**TEXT TO READ:**

◇ ◇ ◇ ◇ ◇

Advertisement

Crew Seeks the Return of USS Pueblo From N. Korea

Share via
Associated Press Writer

The growing crisis in North Korea opens old wounds for Al Plucker.

Thirty-five years ago, Plucker was a young navigator aboard the USS Pueblo when it was captured off the coast of North Korea. Plucker and his crewmates were tortured and humiliated during 11 months in captivity before they were released.

Today, the Pueblo remains docked in Nampo on North Korea’s west coast, where visitors hear a briefing from two North Korean sailors who took part in the capture and watch video recordings, the Korean Central News Agency has said.

The news agency in 1999 quoted visitors as saying the spy ship “bears witness to the U.S. imperialists’ history of aggression on Korea.”

Advertisement

Plucker, 56, other survivors and supporters want to bring the ship home. They have lobbied the Bush administration and Congress to make its return part of any negotiations with North Korea.

“It was our responsibility; it was our ship,” he said. “It would give all us crew a peace of mind if we knew it was on our home ground.”

A spokesman at North Korea’s U.N. delegation in New York refused to comment.

Sitting in the kitchen of his home on a turkey farm near this tiny town about 30 miles north of Denver, Plucker thumbs through scrapbooks of news clippings about the crisis as he vividly recalls his ordeal.

Advertisement

At 21, Petty Officer 3rd Class Plucker had just competed three tours in the Vietnam War when he was assigned to the U.S. Navy vessel.

On Jan. 23, 1968, he had just gotten off duty when North Korean torpedo boats surrounded the Pueblo and opened fire, killing one sailor and wounding 10.

Plucker said the captain tried to avoid capture while the crew burned top-secret papers, but North Korean forces boarded the ship and brought it ashore.

Advertisement

The 82 crew members were taken to two military bases near Pyongyang, where they were beaten, tortured and left malnourished, Plucker said. At one point, he weighed about 98 pounds.

“We would get an apple, and we’d keep it for weeks under our beds, just peeling away a tiny piece at a time, because we were just so hungry,” he recalled. “You’d count grains of sugar, that’s how starving you were.”

◇ ◇ ◇ ◇ ◇

**Saved entries:**
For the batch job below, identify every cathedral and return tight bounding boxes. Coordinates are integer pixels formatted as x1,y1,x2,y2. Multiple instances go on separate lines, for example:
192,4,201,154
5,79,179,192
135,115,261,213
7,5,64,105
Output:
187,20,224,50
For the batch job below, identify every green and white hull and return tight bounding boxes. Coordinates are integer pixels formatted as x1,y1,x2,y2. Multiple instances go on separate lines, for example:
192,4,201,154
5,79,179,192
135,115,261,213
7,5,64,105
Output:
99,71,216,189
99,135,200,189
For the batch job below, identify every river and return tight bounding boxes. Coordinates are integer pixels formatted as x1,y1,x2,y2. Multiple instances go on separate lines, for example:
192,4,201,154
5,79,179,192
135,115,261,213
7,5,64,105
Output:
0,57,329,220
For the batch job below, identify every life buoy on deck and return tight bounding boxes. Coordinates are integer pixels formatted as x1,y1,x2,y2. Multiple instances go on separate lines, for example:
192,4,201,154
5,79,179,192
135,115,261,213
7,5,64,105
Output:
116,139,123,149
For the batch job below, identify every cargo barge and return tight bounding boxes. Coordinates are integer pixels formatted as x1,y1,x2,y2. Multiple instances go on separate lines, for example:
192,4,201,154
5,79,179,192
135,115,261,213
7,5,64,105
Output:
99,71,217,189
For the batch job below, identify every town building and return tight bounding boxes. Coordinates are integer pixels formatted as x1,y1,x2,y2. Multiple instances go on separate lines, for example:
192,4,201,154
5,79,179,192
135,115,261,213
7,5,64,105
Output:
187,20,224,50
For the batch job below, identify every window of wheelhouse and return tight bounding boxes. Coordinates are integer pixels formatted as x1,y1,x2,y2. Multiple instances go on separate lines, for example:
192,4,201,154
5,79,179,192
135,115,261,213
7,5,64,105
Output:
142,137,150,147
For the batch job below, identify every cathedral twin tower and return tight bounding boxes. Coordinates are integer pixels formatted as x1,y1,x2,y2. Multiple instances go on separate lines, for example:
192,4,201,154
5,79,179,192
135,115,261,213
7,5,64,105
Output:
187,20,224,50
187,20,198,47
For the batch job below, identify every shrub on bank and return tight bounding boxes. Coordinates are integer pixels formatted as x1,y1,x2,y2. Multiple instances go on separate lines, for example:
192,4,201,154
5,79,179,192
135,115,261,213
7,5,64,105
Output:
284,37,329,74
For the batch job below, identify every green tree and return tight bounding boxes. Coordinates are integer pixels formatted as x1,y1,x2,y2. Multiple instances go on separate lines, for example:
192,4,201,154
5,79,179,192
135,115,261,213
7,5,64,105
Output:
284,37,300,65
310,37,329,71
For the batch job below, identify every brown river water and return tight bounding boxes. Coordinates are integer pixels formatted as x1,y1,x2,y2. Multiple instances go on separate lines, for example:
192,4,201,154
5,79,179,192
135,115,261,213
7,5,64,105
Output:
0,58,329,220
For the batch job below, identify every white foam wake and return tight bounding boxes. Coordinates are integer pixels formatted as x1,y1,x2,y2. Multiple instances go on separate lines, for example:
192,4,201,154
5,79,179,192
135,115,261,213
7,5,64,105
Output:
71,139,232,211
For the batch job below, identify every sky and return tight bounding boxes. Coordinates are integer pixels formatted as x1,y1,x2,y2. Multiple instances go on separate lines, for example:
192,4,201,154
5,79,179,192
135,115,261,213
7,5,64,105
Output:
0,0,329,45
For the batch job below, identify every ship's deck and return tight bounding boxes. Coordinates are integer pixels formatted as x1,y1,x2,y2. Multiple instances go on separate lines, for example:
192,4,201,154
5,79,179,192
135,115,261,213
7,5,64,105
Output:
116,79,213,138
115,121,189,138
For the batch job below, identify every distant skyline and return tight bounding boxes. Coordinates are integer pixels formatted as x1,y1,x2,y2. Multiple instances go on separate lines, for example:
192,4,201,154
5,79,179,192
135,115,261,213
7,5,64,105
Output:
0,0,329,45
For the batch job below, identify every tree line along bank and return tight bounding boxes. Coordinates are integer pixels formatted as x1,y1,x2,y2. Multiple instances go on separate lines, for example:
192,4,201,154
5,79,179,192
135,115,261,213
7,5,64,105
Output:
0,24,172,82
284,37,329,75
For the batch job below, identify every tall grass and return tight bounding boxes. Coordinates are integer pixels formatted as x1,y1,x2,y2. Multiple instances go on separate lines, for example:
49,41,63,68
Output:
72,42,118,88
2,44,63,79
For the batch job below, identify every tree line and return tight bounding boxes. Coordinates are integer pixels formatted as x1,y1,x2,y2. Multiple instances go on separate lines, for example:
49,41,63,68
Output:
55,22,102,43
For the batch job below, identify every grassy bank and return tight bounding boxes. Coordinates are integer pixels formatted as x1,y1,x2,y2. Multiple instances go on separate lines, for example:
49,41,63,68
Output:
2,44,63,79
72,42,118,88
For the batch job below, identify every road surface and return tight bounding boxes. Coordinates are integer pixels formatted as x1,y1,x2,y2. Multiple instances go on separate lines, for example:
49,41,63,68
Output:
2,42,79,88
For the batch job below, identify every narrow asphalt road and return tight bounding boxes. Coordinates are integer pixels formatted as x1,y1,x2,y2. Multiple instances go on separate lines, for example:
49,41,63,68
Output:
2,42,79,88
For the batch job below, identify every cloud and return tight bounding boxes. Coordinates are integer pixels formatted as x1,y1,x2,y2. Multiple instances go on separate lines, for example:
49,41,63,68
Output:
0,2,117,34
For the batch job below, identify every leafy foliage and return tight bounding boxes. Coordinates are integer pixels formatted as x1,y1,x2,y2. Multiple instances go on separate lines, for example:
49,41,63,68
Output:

◇ ◇ ◇ ◇ ◇

**COMPLETE THE FOLLOWING:**
**1)** According to the article on the USS Pueblo, where is the ship docked today?
**2)** Scale the listing from the line with "For the batch job below, identify every white" up to and including the line with "115,121,189,138". Reproduce every line in that span, requests included, but multiply each bounding-box coordinate in the answers by 2.25, rounding to whole numbers with halves going up, and leave the requests and their sample coordinates unchanged.
The listing is unrelated to the article on the USS Pueblo.

**WORKED SOLUTIONS:**
**1)** In Nampo, on North Korea's west coast.

**2)**
For the batch job below, identify every white foam wake and return tight bounding boxes. Coordinates are integer pixels formatted as x1,y1,x2,y2. Multiple instances go on separate lines, for example:
192,4,201,154
5,79,179,192
135,115,261,213
7,5,64,105
Output:
160,313,522,475
For the batch job below, identify every sky and return tight bounding boxes. Coordinates are integer pixels formatted as x1,y1,x2,y2. Multiple instances go on separate lines, for example:
192,4,201,154
5,79,179,192
135,115,261,213
7,5,64,105
Output:
0,0,740,101
For the batch job below, identify every ship's deck and return tight bounding boxes. Coordinates are integer pixels formatted as x1,y1,x2,y2. Multiple instances go on separate lines, for example:
192,4,201,154
5,79,179,192
135,115,261,213
7,5,64,105
Output:
261,178,479,311
259,272,425,311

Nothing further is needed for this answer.